** start Rows **

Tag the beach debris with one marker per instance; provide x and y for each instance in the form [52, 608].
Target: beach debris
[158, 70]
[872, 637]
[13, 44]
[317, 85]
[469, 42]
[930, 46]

** end Rows **

● **To be done**:
Reproduce every line of the records above verbatim, without changing any character.

● **The solution**:
Tag the beach debris with one marker per instance; provide x and y for each instance in the form [52, 608].
Target: beach debris
[158, 70]
[872, 637]
[13, 44]
[317, 85]
[469, 42]
[930, 46]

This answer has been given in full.